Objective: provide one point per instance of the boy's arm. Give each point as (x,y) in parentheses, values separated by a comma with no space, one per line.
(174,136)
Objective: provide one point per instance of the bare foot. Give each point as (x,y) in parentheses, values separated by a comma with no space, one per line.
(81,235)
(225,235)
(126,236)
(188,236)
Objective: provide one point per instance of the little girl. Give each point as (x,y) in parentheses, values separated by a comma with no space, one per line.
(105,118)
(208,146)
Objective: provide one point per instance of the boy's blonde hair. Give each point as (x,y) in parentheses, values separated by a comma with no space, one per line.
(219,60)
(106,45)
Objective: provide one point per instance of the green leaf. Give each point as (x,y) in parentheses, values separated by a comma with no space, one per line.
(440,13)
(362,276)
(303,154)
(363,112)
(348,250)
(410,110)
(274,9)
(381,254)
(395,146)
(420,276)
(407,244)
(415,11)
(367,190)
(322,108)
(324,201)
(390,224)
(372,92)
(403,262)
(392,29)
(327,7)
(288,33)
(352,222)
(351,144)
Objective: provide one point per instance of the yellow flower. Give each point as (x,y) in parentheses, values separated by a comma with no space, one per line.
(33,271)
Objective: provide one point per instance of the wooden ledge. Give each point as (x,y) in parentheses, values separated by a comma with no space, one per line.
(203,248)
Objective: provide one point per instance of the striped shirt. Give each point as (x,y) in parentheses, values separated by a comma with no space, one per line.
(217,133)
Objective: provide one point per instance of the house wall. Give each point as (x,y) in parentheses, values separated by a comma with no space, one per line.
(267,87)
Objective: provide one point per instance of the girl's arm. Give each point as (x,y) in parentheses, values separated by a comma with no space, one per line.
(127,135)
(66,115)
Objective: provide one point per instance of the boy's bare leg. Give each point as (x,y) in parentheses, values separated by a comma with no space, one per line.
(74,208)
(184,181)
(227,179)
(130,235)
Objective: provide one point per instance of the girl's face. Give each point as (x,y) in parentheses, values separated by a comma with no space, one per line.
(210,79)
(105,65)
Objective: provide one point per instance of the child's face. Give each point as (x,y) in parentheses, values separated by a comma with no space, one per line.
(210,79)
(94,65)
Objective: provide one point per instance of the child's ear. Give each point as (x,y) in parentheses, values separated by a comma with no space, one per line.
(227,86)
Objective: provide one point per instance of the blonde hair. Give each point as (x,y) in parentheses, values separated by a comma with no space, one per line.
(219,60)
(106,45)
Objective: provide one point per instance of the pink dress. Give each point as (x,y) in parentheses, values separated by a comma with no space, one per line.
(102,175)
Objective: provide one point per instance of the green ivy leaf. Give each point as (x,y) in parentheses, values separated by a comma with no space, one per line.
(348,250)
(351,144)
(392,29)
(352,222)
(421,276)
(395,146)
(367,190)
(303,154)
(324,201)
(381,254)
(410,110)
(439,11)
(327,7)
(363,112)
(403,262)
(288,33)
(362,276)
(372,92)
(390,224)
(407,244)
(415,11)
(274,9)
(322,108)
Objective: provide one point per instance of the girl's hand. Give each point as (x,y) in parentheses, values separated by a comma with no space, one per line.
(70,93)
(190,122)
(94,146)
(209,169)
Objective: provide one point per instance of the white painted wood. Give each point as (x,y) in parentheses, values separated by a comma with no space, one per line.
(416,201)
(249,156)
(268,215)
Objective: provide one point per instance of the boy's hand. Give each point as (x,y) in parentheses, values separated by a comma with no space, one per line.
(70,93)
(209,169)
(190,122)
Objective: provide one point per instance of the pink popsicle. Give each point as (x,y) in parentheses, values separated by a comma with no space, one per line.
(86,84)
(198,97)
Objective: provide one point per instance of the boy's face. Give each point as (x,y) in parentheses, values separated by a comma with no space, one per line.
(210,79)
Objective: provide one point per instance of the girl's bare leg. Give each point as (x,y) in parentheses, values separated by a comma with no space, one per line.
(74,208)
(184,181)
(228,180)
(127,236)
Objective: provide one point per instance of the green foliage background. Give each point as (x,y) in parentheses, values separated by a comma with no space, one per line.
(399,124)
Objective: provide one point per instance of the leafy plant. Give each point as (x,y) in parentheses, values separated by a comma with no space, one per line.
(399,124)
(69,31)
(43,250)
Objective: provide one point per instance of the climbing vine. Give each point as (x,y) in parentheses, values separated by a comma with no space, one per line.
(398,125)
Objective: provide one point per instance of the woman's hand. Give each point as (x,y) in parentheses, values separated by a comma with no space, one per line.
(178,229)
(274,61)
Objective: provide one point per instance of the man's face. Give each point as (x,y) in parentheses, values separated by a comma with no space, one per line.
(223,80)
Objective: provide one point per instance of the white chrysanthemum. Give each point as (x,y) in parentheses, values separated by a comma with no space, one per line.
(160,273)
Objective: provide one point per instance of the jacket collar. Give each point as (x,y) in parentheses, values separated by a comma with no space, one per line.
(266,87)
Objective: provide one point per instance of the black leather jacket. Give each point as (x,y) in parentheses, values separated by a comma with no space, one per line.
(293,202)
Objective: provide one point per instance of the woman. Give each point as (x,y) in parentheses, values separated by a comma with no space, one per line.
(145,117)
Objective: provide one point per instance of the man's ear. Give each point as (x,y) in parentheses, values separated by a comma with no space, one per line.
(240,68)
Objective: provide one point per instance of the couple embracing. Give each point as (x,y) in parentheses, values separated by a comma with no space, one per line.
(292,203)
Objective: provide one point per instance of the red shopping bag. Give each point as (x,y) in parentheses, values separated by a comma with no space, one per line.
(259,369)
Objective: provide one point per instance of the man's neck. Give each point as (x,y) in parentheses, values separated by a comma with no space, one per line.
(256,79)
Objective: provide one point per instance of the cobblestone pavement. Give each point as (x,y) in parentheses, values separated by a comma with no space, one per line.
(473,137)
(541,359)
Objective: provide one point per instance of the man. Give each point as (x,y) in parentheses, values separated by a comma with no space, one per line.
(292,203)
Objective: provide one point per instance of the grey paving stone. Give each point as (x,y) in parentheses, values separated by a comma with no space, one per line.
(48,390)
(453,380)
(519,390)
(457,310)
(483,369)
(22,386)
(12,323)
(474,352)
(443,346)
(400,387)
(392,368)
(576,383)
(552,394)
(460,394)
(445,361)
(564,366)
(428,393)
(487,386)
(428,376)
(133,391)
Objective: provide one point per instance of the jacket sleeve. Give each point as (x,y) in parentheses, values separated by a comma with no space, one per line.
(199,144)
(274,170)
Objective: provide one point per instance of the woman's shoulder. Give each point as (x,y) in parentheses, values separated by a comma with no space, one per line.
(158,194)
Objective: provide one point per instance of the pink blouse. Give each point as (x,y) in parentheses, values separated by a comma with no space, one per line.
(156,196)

+--

▶ [Your goal]:
Could you reproduce all of the records above word for word, in their original order?

▶ [The answer]:
Objective: provide one point per instance of the boy's arm. Give each point as (x,y) in parentheses, values separated by a comma with no space, one per line.
(174,136)
Objective: provide one point per instance of the bare foot. Give each point as (x,y) in parentheses, values separated by a comma with no space, one per line.
(81,235)
(225,235)
(126,236)
(188,236)
Objective: provide one point per instance of the little girl. Give each point as (x,y) in parentheses, values separated by a comma with no space, one per line.
(105,118)
(208,146)
Objective: provide one point per instance of the boy's blonde hair. Give each point as (x,y) in parentheses, values separated by a comma with no space, one per line.
(219,60)
(106,45)
Objective: provide one point per instance of the green leaf. Give each point as (x,y) in parentheses, values separated by a comma with no space, one per line.
(440,13)
(362,276)
(303,154)
(363,112)
(348,250)
(410,110)
(274,9)
(381,254)
(395,146)
(420,276)
(407,244)
(415,11)
(367,190)
(322,108)
(324,201)
(390,224)
(372,92)
(403,262)
(392,29)
(327,7)
(288,33)
(352,222)
(351,144)
Objective: provide one point per instance of the yellow flower. Give each point as (x,y) in parentheses, values separated by a comma with no space, one per line.
(33,271)
Objective: provide one point per instance of the wooden ledge. Give each point as (x,y) in parentheses, values separated by a comma with no space, one per line.
(203,248)
Objective: provide one point per instance of the striped shirt. Give each point as (x,y) in parentheses, values separated by a comma with no space, one per line.
(217,133)
Objective: provide one point per instance of the house wall. Give each point as (x,y) in parentheses, values separated by a comma with no space, one per line.
(267,87)
Objective: provide one point per instance of the girl's arm. Give each point as (x,y) in parentheses, values separated by a comma with no space, one per line.
(127,135)
(66,115)
Objective: provide one point per instance of the boy's bare leg. Give each point as (x,y) in parentheses, values separated by a comma with no space, one per line.
(74,208)
(184,181)
(227,179)
(130,235)
Objective: provide one point per instance of the girl's face. Give each point as (x,y) in parentheses, values separated by a comma with no space, one per line.
(210,79)
(105,65)
Objective: provide one point per instance of the child's face. Give each point as (x,y) in parentheses, values separated by a comma with no space, one per line.
(210,79)
(94,65)
Objective: provide one point per instance of the child's ear. Give each point as (x,y) in parentheses, values separated by a comma with no space, one per line.
(227,86)
Objective: provide one point per instance of the blonde hair. Give each point as (x,y) in parentheses, values separated by a comma with no space, one per line.
(219,60)
(106,45)
Objective: provide one point per instance of the pink dress. Give each point as (x,y) in parentheses, values separated by a comma with no space, one per line.
(102,175)
Objective: provide one point per instance of the green ivy leaf. Give each point as (x,y) in parentheses, values separated by a comma with no space, one per line.
(348,250)
(351,144)
(392,29)
(352,222)
(421,276)
(395,146)
(367,190)
(303,154)
(324,201)
(381,254)
(410,110)
(439,11)
(327,7)
(363,112)
(403,262)
(288,33)
(362,276)
(372,92)
(390,224)
(407,244)
(415,11)
(274,9)
(322,108)
Objective: provide one point per instance of the girl's hand. Give each point as (x,y) in parentheses, values separated by a comma with no space, one per line.
(70,93)
(190,122)
(94,146)
(209,169)
Objective: provide one point per instance of the white painted wood. Give each point as (x,y) in parentheses, values separated by a comma with no space, one per line.
(416,201)
(249,156)
(268,215)
Objective: provide one point per instance of the boy's hand. Give each point as (x,y) in parentheses, values separated by a comma with no space, one per line.
(70,93)
(209,169)
(190,122)
Objective: provide one point per instance of the pink popsicle. Give each point as (x,y) in parentheses, values separated by a comma with no space, one per line.
(86,84)
(198,97)
Objective: provide one point per instance of the boy's face. Give each point as (x,y) in parentheses, values separated by a comma with no space, one per line.
(210,79)
Objective: provide one point per instance of the girl's bare leg. Give each point as (x,y) in parentheses, values separated by a comma with no space, one per line.
(74,208)
(184,181)
(228,180)
(127,236)
Objective: provide one point per instance of the green foliage background. Give each point as (x,y) in parentheses, values separated by a comma with no space, one per line.
(399,124)
Objective: provide one point per instance of the leafy plant. Give each point as (x,y) in parentheses, values separated by a comma with no space, one per line.
(399,124)
(69,31)
(43,250)
Objective: provide one point per instance of the climbing vine. Give each point as (x,y) in parentheses, values separated by a comma with no space, one per line.
(398,125)
Objective: provide one point per instance of the woman's hand. Give each point as (x,y) in parentheses, values separated by a comma with no space, one per line.
(178,229)
(274,61)
Objective: provide one point per instance of the man's face. Give each point as (x,y) in parentheses, values separated by a comma with no space, one per line.
(223,80)
Objective: provide one point per instance of the white chrysanthemum. Give each point as (x,y) in parentheses, values separated by a comma with no space, one per line.
(160,273)
Objective: provide one point per instance of the jacket collar. Give each point as (x,y) in parentheses, values separated by a comma with no space, one per line.
(266,87)
Objective: provide one point per instance of the black leather jacket. Give each point as (x,y) in parentheses, values separated by a comma with no space, one per line.
(293,202)
Objective: provide one point per instance of the woman. Give each point as (x,y) in parentheses, values separated by a comma with no space, one per line.
(145,117)
Objective: provide one point per instance of the man's ear. Give each point as (x,y) in parentheses, values separated by a comma with no space, one per line.
(240,68)
Objective: provide one point per instance of the couple embracing. Give each point as (x,y) in parentheses, values separated by a comma with no space, one per line.
(292,203)
Objective: provide one point per instance of the red shopping bag. Give each point as (x,y) in parentheses, values separated by a comma with no space, one per line.
(259,369)
Objective: provide one point per instance of the man's neck. Give each point as (x,y) in parentheses, values separated by a comma with no space, one per line.
(256,79)
Objective: provide one point per instance of the cobblestone pavement. Give each point as (x,y) in parentheses, values separated by a comma with no space, one per line.
(473,137)
(541,359)
Objective: provide one point per instance of the man. Give each point as (x,y) in parentheses, values separated by a comma with no space, one per line.
(292,203)
Objective: provide one point per instance of the grey paving stone. Give each point as (x,y) in parentheses, values separated by a comma with no space, one per line.
(48,390)
(453,380)
(519,390)
(457,310)
(483,369)
(22,386)
(12,323)
(474,352)
(443,346)
(400,387)
(392,368)
(576,383)
(552,394)
(460,394)
(445,361)
(564,366)
(428,393)
(487,386)
(428,376)
(133,391)
Objective: provide one point per instance of the jacket sleeve. Give each point as (x,y) in parentheses, values separated by a comma with no space, one per line.
(199,144)
(274,170)
Objective: provide one point per instance of the woman's shoulder. Give each point as (x,y) in parentheses, values separated by a comma with no space, one per line.
(158,194)
Objective: provide one point per instance of the pink blouse. Give each point as (x,y) in parentheses, values separated by a comma with no space, one per line.
(156,196)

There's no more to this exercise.